What follows is a set of records. Repeat every one of them exactly.

******************************

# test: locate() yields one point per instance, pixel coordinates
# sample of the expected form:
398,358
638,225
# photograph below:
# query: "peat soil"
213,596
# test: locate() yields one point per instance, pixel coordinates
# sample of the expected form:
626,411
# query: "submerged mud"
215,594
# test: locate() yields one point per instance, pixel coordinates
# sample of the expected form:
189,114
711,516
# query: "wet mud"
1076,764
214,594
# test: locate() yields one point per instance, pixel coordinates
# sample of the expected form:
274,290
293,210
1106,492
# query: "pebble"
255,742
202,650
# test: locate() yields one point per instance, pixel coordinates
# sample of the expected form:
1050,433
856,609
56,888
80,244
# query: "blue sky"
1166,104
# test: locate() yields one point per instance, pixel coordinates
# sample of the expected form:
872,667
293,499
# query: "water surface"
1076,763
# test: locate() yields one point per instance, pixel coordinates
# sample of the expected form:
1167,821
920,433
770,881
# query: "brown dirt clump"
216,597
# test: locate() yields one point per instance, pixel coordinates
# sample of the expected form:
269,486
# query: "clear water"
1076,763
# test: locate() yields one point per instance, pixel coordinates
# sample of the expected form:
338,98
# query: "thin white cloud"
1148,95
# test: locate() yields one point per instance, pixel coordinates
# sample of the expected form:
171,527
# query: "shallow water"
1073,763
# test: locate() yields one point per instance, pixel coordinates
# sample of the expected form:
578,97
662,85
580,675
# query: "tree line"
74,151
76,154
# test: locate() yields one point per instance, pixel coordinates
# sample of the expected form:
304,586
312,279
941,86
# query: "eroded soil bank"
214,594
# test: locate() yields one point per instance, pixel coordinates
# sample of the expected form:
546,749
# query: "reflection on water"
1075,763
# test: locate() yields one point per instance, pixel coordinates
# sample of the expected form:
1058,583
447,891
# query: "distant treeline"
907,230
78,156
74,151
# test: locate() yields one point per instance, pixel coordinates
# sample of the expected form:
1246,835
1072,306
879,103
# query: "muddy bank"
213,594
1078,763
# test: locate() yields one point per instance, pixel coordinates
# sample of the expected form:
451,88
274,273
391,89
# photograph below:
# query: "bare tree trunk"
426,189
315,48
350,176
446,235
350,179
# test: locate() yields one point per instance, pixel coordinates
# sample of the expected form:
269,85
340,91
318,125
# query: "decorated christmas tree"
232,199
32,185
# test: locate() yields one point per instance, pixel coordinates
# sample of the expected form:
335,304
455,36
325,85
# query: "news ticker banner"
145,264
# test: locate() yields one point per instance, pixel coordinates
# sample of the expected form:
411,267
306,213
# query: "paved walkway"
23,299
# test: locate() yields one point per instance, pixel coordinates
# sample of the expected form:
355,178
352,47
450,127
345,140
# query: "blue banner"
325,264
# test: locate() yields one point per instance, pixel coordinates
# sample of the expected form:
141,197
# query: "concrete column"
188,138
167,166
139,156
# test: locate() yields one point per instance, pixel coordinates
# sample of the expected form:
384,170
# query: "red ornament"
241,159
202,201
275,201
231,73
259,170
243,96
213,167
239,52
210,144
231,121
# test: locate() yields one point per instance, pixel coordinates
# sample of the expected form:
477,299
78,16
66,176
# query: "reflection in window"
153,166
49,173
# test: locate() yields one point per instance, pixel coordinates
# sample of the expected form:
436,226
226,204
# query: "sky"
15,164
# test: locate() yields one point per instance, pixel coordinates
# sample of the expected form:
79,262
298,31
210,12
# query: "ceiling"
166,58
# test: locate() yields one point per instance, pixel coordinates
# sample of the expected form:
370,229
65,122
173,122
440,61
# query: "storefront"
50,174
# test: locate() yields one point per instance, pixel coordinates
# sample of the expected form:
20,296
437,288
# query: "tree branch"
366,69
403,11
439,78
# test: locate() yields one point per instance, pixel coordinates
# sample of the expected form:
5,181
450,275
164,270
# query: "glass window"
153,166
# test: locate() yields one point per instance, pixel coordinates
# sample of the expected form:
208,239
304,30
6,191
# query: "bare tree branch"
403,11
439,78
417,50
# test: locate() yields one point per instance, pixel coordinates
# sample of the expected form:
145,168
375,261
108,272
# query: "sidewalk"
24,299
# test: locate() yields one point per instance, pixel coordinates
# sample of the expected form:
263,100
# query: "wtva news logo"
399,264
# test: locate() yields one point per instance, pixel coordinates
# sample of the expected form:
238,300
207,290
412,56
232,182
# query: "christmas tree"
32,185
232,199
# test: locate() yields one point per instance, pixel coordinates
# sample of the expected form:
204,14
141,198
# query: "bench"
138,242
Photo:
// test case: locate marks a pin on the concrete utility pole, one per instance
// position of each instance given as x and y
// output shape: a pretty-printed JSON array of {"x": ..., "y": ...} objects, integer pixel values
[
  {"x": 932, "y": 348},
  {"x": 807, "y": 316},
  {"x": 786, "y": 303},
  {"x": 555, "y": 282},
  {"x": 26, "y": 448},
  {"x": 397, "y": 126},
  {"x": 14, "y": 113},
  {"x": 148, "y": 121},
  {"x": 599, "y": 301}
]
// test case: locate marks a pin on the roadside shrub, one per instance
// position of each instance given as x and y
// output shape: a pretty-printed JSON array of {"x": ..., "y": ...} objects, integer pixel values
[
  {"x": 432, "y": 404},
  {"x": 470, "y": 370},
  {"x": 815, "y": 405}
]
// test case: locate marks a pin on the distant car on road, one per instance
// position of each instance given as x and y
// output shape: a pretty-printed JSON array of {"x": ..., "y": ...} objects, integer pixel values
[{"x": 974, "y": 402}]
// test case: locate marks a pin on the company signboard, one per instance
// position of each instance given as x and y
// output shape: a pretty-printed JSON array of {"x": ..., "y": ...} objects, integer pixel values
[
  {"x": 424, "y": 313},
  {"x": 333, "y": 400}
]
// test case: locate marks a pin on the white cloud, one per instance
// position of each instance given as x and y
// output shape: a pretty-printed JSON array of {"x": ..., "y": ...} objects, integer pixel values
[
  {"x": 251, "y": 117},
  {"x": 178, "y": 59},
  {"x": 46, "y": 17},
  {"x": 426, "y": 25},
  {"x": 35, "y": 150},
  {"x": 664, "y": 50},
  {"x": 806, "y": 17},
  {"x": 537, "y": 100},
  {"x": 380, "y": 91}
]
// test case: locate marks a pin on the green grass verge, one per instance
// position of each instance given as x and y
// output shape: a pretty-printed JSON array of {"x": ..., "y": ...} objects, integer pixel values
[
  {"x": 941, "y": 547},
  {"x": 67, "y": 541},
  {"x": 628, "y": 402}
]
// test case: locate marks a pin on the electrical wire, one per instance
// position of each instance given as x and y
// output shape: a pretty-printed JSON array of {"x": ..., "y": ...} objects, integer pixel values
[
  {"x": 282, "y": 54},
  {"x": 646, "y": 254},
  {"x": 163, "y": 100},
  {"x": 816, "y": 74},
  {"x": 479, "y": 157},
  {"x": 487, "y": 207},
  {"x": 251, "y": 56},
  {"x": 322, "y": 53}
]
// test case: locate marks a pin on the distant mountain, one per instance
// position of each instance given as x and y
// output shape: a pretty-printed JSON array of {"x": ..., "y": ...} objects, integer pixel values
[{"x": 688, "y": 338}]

******************************

### Result for this task
# test: locate() yields one point per instance, pixel coordinates
# sample of the expected form:
398,358
638,225
# photograph below:
# query: "peat soil"
213,596
# test: locate() yields one point per instance, pixel coordinates
# sample of the expected form:
626,411
# query: "submerged mud"
215,594
# test: locate() yields one point per instance, pixel coordinates
# sample of the expected form:
189,114
711,516
# query: "wet mud"
1076,764
214,594
# test: locate() yields one point per instance, pixel coordinates
# sample of the expected form:
274,290
293,210
1106,492
# query: "pebble"
255,742
202,650
# test: locate() yields one point per instance, pixel coordinates
# sample of the expected form:
1050,433
856,609
56,888
80,244
# query: "blue sky"
1166,104
# test: locate() yields one point per instance, pixel coordinates
# sample of the expected form:
872,667
293,499
# query: "water surface"
1076,763
# test: locate() yields one point per instance, pixel coordinates
# sample of the expected form:
1167,821
920,433
770,881
# query: "brown dirt clump"
216,597
# test: locate() yields one point per instance, pixel coordinates
# sample of the expected form:
269,486
# query: "clear water"
1076,763
# test: locate() yields one point per instance, pixel coordinates
# sample of the expected form:
338,98
# query: "thin white cloud"
1148,95
# test: locate() yields one point per instance, pixel coordinates
# sample of the expected form:
171,527
# query: "shallow water"
1073,763
# test: locate() yields one point per instance, pixel coordinates
# sample of the expected form:
578,97
662,85
580,675
# query: "tree line"
74,151
76,154
# test: locate() yields one point per instance, pixel coordinates
# sample of the expected form:
304,586
312,279
941,86
# query: "eroded soil bank"
214,594
# test: locate() yields one point per instance, pixel coordinates
# sample of the expected form:
546,749
# query: "reflection on water"
1075,763
# test: locate() yields one point per instance, pixel coordinates
# sample of the expected form:
1058,583
447,891
# query: "distant treeline"
907,230
78,156
74,151
# test: locate() yields one point per instance, pixel coordinates
# sample of the expected form:
1246,835
1072,306
879,103
# query: "muddy bank"
213,594
1078,763
# test: locate() yields one point per instance, pixel coordinates
# sample of the expected form:
451,88
274,273
391,89
# photograph below:
# query: "bare tree trunk"
426,189
315,48
350,176
446,235
350,179
# test: locate() yields one point per instance, pixel coordinates
# sample of the expected form:
269,85
340,91
318,125
# query: "decorated christmas tree"
232,199
32,185
# test: locate() yields one point per instance, pixel coordinates
# sample of the expected form:
335,304
455,36
325,85
# query: "news ticker banner"
145,264
# test: locate() yields one point per instance, pixel coordinates
# sample of the expected form:
411,267
306,213
# query: "paved walkway"
23,299
# test: locate() yields one point per instance, pixel coordinates
# sample of the expected form:
355,178
352,47
450,127
345,140
# query: "blue banner"
325,264
# test: locate() yields one point per instance, pixel coordinates
# sample of the expected form:
141,197
# query: "concrete column"
188,138
167,166
139,156
# test: locate() yields one point per instance, pixel coordinates
# sample of the expected form:
384,170
# query: "red ornament"
241,159
202,201
275,201
231,73
259,170
243,96
213,167
239,52
210,144
231,121
# test: locate() yields one point per instance, pixel coordinates
# sample of the expected form:
477,299
78,16
66,176
# query: "reflection in window"
153,166
49,173
# test: locate() yields one point per instance, pixel coordinates
# sample of the expected form:
436,226
226,204
# query: "sky"
15,164
# test: locate() yields one point per instance, pixel coordinates
# sample of the expected form:
79,262
298,31
210,12
# query: "ceiling"
166,58
# test: locate() yields one point per instance, pixel coordinates
# sample of the expected form:
370,229
65,122
173,122
440,61
# query: "storefront"
50,174
# test: locate() yields one point per instance, pixel coordinates
# sample of the expected form:
20,296
437,288
# query: "tree branch"
366,69
403,11
439,78
# test: locate() yields one point per instance, pixel coordinates
# sample of the expected form:
5,181
450,275
164,270
# query: "glass window"
153,166
# test: locate() yields one point per instance, pixel coordinates
# sample of the expected form:
208,239
304,30
6,191
# query: "bare tree branch"
403,11
439,78
417,50
# test: locate() yields one point per instance, pixel coordinates
# sample of the expected form:
145,168
375,261
108,272
# query: "sidewalk"
24,299
# test: locate() yields one point per instance, pixel coordinates
# sample of the expected form:
263,100
# query: "wtva news logo"
399,264
# test: locate() yields one point per instance, pixel coordinates
# sample of the expected form:
238,300
207,290
412,56
232,182
# query: "christmas tree"
32,185
232,199
# test: locate() yields one point per instance, pixel coordinates
# sample of the expected form:
204,14
141,198
# query: "bench"
138,242
Photo:
// test case: locate marks a pin on the concrete utility pole, one per instance
// position of each instance given as x and y
// output shape: a pretty-printed JSON array of {"x": ..., "y": ...} objects, integer pixel values
[
  {"x": 932, "y": 348},
  {"x": 807, "y": 316},
  {"x": 786, "y": 303},
  {"x": 555, "y": 282},
  {"x": 26, "y": 448},
  {"x": 397, "y": 126},
  {"x": 14, "y": 113},
  {"x": 148, "y": 121},
  {"x": 599, "y": 301}
]
// test case: locate marks a pin on the roadside shrub, one per instance
// position of each instance given as x and y
// output shape: a pretty-printed JSON array of {"x": ..., "y": ...} objects, integer pixel values
[
  {"x": 432, "y": 404},
  {"x": 470, "y": 370},
  {"x": 815, "y": 405}
]
// test case: locate marks a pin on the distant car on road, one per instance
// position of each instance given as x and y
// output shape: a pretty-printed JSON array of {"x": ..., "y": ...} objects, integer pixel values
[{"x": 974, "y": 402}]
// test case: locate marks a pin on the company signboard, one per instance
// position of each instance given as x and y
// output shape: a pretty-printed JSON array of {"x": ..., "y": ...} objects, integer pixel values
[
  {"x": 424, "y": 313},
  {"x": 333, "y": 400}
]
// test case: locate marks a pin on the white cloud, one per instance
// position of each instance given as x and y
// output shape: a pretty-printed JSON array of {"x": ..., "y": ...} objects, integer pixel values
[
  {"x": 251, "y": 117},
  {"x": 178, "y": 59},
  {"x": 46, "y": 17},
  {"x": 426, "y": 25},
  {"x": 35, "y": 150},
  {"x": 664, "y": 50},
  {"x": 806, "y": 17},
  {"x": 537, "y": 100},
  {"x": 380, "y": 91}
]
// test case: locate marks a pin on the green grass verge, one per instance
// position of each instance given as x and y
// output shape: a pretty-printed JSON array of {"x": ..., "y": ...} objects, integer pixel values
[
  {"x": 941, "y": 547},
  {"x": 67, "y": 541},
  {"x": 628, "y": 402}
]
// test case: locate marks a pin on the electrical wire, one per instance
// position of each instance given as x and y
// output shape: a pretty-printed JSON array of {"x": ..., "y": ...} objects, integer pixel values
[
  {"x": 282, "y": 54},
  {"x": 646, "y": 254},
  {"x": 163, "y": 100},
  {"x": 816, "y": 74},
  {"x": 479, "y": 157},
  {"x": 487, "y": 207},
  {"x": 251, "y": 56},
  {"x": 322, "y": 53}
]
// test case: locate marks a pin on the distant mountain, one per instance
// position of each instance given as x and y
// output shape: a pretty-printed JSON array of {"x": ..., "y": ...} objects, integer pixel values
[{"x": 688, "y": 338}]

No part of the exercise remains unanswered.